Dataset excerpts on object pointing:
- - - - - - -

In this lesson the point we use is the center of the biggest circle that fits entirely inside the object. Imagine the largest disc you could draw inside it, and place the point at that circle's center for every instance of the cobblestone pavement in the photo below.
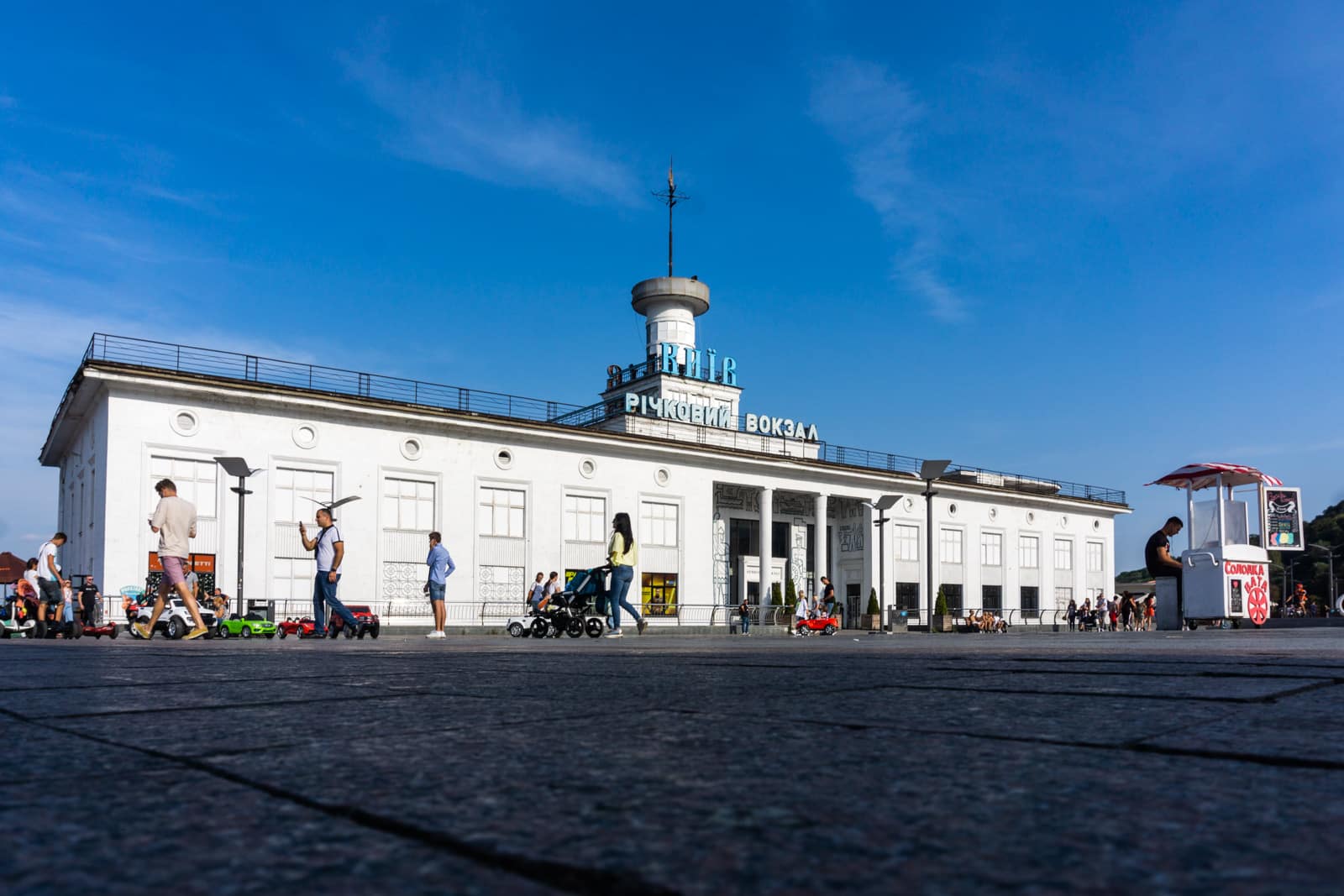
(1151, 763)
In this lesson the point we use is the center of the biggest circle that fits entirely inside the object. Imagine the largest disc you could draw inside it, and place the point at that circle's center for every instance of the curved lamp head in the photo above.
(237, 466)
(933, 469)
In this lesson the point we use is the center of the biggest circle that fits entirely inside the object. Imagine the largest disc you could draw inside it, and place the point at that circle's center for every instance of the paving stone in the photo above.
(698, 765)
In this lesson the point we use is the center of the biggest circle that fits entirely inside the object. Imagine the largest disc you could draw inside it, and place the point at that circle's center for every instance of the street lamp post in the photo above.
(929, 472)
(239, 466)
(1330, 553)
(884, 504)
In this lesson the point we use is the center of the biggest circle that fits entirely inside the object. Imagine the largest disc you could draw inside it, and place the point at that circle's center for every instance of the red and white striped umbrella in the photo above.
(1202, 476)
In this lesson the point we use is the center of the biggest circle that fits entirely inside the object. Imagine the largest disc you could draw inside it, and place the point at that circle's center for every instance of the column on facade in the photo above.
(819, 542)
(871, 562)
(766, 548)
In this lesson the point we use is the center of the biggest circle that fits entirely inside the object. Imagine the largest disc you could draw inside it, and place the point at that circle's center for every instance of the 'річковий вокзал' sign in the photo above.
(667, 409)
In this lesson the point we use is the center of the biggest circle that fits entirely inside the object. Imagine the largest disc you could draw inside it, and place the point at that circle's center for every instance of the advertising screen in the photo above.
(1284, 520)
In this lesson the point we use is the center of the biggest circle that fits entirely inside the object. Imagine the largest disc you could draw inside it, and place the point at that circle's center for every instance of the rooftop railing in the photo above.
(253, 369)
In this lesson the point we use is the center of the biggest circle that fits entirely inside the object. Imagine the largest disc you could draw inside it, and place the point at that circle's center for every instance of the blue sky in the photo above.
(1082, 241)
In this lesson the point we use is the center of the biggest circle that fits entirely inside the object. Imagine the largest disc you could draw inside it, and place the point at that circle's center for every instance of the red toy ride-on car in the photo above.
(823, 625)
(304, 627)
(363, 614)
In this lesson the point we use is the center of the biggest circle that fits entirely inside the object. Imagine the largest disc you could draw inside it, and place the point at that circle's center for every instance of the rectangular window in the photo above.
(991, 550)
(1063, 553)
(659, 524)
(1028, 553)
(195, 481)
(949, 544)
(501, 512)
(407, 506)
(1032, 602)
(585, 519)
(1095, 557)
(659, 594)
(906, 539)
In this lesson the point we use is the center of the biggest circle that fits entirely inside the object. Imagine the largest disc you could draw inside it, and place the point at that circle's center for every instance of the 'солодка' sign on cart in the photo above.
(1247, 587)
(1284, 520)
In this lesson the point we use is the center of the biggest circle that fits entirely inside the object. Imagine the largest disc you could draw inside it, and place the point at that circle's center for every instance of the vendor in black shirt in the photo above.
(1162, 564)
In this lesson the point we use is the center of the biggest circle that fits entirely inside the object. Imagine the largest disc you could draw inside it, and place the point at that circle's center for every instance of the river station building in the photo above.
(727, 500)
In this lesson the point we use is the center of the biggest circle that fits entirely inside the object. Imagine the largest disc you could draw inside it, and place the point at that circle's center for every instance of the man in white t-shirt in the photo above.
(175, 524)
(329, 550)
(800, 611)
(50, 584)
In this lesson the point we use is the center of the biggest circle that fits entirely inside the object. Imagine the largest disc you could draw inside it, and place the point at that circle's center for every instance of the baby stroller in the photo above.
(568, 611)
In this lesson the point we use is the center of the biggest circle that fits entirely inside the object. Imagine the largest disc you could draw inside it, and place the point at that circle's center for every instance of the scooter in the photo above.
(15, 620)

- - - - - - -

● **Goal**: Copy out all the rows above word for word, leaving out the pictures.

● **Solution below**:
In this lesson the point we use is the center of the biggest circle that fits entirely inside the object. Imagine the largest disc you could draw inside it, and place the point at that circle's center for every instance of the cobblestone pavement in the photo below.
(1151, 763)
In this lesson the point we use is the center of the biggest circle that fits entirely inside the object. Imagine the largest disc you could draw inside it, and place the point at that circle's center for every instance of the curved lamp head in the photo above.
(237, 466)
(933, 469)
In this lesson the point we use is the center of the biggest circle that fits entirely inside the object. Imagine the largest disc you could draw inside it, and place the point at that circle's center for every instance of the paving stone in the photo above.
(698, 765)
In this lesson the point we use is the center of the biggest circle that fits entirely inside the object. Imagine the largest disc you could draw inside it, and place the point at that circle's center for every instance of the street lamp post in the photo above.
(929, 472)
(239, 466)
(1330, 553)
(884, 504)
In this lesson the point we use is the center of the biggest circle that fits entirely inside the object. Imagine the largest disc you could draw inside it, and place the point at that circle's center for every instance of the red and white striped umbrella in the photo above.
(1202, 476)
In this lesson the point we use is the center of the biggest circle that fits entirely inside the object. Imagine the largest disc you could draw inside it, and place the point at that circle's center for every instance of the column on facade in the photo above.
(819, 542)
(871, 562)
(766, 548)
In this lesson the point we use is the center of the biggest circle that fits entirely inside the object. Imagine the largest disc you could draw inside it, and place the point at that circle's center for every instance of the 'річковий вокзал' sign in the photo above.
(667, 409)
In this lesson the point we use is the center of the biggest circle that fits entirely inside the object. Imagine the largest disc you could draw inside it, and place the point at that circle's center for every instance of the advertising screen in the photo above.
(1284, 520)
In this lesson the point we use is the center of the biggest circle that fits entirely inside the object. Imagine the largest disc you could draw inside it, and place the point at that circle's center for every instance of the rooftop railing in the photo above.
(253, 369)
In this lesson the point we use is the center of the biggest circle that fits entirely inside the object. Imagine the largest disc you could draw inside it, and place the point at that circle's center for every instance of the blue sky in the photo above.
(1082, 241)
In this lesson the point we use is the center of the biggest circle that fits entirely inside the object. Imagine the largest disc you could draw inside it, and place the point at that circle's center for every instance of the red toy ride-on car in the photo above.
(823, 625)
(304, 627)
(363, 614)
In this lesson the point we use is the center of the biggest circle that fits entirely inside the object. Imagine the largest disc you could draw inside it, and place the point at that circle's center for every instance of the rectangular window in the photo above.
(991, 550)
(1063, 553)
(659, 524)
(1028, 553)
(195, 481)
(949, 544)
(501, 512)
(407, 506)
(1032, 602)
(585, 519)
(1095, 557)
(659, 594)
(906, 539)
In this lesson the point we use is the center of the biggest circle that fits entirely inside the object. Imagine the largest disc you could draw inside it, and place the point at that circle's center for every instance of the 'солодка' sign on cart in the photo above.
(1247, 587)
(1284, 520)
In this lesson the point we use is the center of the biggest circle that fits entirely inside the object. Imagine the largest disc you could draw inside it, and place the point at that circle's center for every instance of the vendor in black shirt in the photo above.
(1162, 564)
In this lesson the point we use is the center of the biggest circle that fits entirely inside the object. Imagine the largest disc you could draw inside it, and place the point at that circle's center for every instance of the river station building in the photo above.
(727, 500)
In this lesson the point we use is the center of the biggest circle that fits entirely inside the object. Imagine the largest disc you could draw inside it, and place the point at that circle's center for every instance of the man in white t-shirt in the photo above.
(175, 524)
(329, 550)
(800, 611)
(50, 584)
In this lesson the point we use is the center of the biggest circle that fits entirely inside the object. Imagine the largest disc you could draw inside it, and place the point at that circle's center for every instance of the baby stroller in the photo above.
(568, 611)
In this lesson the point we use is the center of the biggest circle that fits entirely inside the object. Imagine the largest disc you could draw inside it, and place the point at that circle's center for every instance of the scooter in the photo above.
(15, 620)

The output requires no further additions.